■ ASSIGNMENT
Would you please copy every line from the records that contains the word "hair"?

Dataset entries
BEGIN

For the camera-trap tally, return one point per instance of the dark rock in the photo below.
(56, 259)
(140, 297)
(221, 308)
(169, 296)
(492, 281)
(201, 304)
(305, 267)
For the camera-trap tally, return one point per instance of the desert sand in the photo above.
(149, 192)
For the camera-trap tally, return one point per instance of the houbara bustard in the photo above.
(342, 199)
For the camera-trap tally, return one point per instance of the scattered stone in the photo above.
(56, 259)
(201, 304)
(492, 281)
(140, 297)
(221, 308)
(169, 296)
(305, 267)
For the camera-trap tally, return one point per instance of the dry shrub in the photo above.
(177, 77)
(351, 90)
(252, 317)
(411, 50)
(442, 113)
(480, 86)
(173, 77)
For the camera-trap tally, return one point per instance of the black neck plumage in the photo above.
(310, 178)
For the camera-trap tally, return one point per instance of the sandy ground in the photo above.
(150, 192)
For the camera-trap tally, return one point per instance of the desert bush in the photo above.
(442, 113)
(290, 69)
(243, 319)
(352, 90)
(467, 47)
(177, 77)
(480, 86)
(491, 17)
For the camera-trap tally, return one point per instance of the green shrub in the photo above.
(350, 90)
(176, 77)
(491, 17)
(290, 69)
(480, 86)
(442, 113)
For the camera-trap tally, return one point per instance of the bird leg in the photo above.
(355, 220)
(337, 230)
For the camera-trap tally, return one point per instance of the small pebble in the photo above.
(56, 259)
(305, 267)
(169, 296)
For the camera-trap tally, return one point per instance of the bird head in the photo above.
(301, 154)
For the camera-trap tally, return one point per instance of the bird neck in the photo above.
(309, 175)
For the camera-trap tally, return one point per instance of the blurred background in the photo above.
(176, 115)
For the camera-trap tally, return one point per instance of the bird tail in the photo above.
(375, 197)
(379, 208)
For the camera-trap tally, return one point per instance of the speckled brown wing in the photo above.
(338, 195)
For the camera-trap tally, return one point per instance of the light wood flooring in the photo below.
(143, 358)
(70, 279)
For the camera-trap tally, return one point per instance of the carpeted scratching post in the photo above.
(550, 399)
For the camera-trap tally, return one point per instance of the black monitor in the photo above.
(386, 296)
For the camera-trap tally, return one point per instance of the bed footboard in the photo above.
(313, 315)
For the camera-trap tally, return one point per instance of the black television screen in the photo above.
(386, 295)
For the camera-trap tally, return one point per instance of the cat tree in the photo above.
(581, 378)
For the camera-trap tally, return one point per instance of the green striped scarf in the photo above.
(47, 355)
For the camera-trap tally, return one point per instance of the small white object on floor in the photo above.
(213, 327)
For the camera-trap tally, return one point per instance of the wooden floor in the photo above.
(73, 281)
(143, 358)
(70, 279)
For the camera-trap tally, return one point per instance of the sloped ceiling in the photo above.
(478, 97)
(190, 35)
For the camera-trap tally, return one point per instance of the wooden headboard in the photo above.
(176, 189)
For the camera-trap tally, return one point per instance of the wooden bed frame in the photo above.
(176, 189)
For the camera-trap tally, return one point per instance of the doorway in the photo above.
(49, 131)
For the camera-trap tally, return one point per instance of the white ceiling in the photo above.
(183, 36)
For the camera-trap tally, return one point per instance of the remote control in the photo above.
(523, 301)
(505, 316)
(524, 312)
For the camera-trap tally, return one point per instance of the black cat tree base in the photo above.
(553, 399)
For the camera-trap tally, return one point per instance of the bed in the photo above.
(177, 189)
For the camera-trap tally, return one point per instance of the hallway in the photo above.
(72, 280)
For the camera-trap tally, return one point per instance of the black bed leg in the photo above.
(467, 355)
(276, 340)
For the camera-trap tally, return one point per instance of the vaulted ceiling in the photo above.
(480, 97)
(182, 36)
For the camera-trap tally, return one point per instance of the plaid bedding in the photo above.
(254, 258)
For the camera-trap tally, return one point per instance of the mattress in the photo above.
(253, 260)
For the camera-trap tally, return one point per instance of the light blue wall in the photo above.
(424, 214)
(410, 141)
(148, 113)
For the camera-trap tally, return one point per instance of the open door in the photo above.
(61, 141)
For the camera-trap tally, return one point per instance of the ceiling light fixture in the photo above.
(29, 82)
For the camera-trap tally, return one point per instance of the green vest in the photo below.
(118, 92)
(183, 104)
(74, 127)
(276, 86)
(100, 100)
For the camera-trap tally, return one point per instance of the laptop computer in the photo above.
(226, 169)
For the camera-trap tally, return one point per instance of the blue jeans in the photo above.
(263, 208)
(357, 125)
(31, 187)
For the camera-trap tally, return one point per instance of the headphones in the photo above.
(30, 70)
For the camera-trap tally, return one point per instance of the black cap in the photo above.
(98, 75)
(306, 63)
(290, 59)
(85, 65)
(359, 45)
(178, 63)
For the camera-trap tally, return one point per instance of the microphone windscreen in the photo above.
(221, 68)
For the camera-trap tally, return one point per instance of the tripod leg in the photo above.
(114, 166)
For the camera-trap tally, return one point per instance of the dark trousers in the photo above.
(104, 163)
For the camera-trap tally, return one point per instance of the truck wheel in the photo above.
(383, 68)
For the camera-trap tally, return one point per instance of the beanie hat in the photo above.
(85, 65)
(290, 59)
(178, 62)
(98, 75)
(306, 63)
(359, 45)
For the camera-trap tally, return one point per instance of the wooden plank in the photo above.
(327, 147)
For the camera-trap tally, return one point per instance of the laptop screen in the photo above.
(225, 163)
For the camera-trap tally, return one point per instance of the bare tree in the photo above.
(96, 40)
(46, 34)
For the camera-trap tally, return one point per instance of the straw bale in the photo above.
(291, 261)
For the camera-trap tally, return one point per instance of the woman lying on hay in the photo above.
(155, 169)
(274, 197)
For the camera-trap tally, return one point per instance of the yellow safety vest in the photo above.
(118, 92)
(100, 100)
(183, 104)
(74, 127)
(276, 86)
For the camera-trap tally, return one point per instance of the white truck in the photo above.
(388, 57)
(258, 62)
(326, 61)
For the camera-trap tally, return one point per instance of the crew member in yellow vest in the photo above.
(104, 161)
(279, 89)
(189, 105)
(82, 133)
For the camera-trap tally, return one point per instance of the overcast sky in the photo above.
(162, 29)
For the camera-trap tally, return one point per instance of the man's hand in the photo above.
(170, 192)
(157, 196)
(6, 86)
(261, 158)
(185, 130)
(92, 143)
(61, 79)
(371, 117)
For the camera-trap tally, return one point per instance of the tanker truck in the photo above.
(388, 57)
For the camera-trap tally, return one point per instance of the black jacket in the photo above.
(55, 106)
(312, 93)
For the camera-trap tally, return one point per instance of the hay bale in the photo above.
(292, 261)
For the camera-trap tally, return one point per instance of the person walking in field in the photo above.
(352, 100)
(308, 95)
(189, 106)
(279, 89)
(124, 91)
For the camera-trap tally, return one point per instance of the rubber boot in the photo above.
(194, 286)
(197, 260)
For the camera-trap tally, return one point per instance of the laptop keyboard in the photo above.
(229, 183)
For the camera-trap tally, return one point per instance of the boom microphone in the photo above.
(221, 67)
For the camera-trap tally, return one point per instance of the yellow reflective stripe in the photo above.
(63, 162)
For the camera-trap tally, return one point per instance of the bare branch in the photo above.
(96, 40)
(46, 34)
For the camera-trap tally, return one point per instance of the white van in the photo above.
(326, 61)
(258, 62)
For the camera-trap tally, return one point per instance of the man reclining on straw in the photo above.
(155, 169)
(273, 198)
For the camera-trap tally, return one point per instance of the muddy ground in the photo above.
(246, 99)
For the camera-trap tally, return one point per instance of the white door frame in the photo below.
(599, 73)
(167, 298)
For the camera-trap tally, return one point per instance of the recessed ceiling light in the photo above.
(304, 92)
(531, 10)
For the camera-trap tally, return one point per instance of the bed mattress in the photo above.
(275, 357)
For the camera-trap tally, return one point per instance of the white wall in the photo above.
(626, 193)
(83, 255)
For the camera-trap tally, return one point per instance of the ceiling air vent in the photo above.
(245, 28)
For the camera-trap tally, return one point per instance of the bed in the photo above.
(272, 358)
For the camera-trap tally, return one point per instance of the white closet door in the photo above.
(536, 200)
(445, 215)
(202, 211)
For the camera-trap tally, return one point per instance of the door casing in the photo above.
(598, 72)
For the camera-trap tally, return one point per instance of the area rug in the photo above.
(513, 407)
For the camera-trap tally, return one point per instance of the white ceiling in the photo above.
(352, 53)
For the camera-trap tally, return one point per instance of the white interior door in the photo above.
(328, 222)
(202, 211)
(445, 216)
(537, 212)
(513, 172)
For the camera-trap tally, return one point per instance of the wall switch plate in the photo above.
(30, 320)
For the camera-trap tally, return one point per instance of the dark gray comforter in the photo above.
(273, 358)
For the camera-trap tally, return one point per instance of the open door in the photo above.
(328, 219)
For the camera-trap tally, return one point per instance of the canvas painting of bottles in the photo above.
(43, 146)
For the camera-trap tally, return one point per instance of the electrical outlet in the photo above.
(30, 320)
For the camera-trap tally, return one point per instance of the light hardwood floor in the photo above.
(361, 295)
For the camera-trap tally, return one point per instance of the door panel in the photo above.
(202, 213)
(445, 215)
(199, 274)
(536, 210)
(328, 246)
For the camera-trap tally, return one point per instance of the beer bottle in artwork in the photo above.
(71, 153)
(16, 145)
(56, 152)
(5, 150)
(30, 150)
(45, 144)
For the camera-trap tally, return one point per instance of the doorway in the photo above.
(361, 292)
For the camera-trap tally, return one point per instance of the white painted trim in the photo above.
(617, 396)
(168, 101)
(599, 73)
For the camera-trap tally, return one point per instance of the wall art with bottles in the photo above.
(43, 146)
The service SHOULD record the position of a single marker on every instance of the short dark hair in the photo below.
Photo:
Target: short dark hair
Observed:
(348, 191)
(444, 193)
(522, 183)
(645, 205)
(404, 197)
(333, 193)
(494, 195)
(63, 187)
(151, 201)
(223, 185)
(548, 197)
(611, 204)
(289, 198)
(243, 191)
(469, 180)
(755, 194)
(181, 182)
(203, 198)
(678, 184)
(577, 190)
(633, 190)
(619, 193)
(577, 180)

END

■ RESPONSE AREA
The service SHOULD record the position of a single marker on every instance of the short dark hair in the photo below.
Target: short dark hair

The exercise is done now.